■ **TEXT SECTION**:
This entry is part of a series of entries on the Beach Boys' work, which so far also include The Early Years and Recordings 1975-present

There are a few projects that are either of no importance to the band's 'canon' (for want of a better word), or are impossible to track down. These have been dealt with only briefly. This entry also doesn't mention some minor things like guest appearances as backing vocalists, and certain minor projects

Please note that the following, while mentioned in the text, are currently out of print - Looking Back With Love,Pacific Ocean Blue,NASCAR, Carl Wilson and Youngblood. And obviously any unreleased recordings mentioned are also unavailable.

Brian Wilson


As well as being the band's main creative force, Brian was also the first to release a 'solo' record. In fact Caroline, No b/w Summer Means New Love, were both taken from Beach Boys albums, although Brian was the only Beach Boy to feature on either track.

■ **DATA**:

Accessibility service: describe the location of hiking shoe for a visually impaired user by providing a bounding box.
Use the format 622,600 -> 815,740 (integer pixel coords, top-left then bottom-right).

■ **TASKS**:
- 1) According to the Beach Boys text, which two songs made up Brian Wilson's first "solo" record?
- 2) Pick up the Beach Boys text after its last sentence and keep writing.

■ **IN RESPONSE**:
- 1) Caroline, No b/w Summer Means New Love

- 2)
Brian Wilson

Brian's first true solo outing was the 1988 album Brian Wilson.The album was at the time overshadowed by the Beach Boys' number 1 hit Kokomo, released contemporaneously and which Brian had no involvement in. In retrospect, even the most minor track on this album is a thousand time more worthy than that particular brainless pop confection, but at the time the buying public was unconvinced.

The songwriting on the album is uniformly superb, although some of the lyrics are dodgy , but the production suffers from a slight case of too many cooks. The production credits include Brian Wilson, Andy Paley, Lenny Waronker, Russ Titelman, Jeff Lynne and Eugene Landy. I can't help but think the album would have been even better with just Brian at the helm.

This album is shortly to be reissued by Rhino, with bonus tracks (contemporaneous non-album B-sides and singles, demo versions etc) and is an essential for anyone interested in popular music.

Sweet Insanity (Unreleased)

This album, the unreleased follow-up to Brian Wilson is unreleased for a reason. By this time Eugene Landy had total control over Brian's creative output, to its enormous detriment.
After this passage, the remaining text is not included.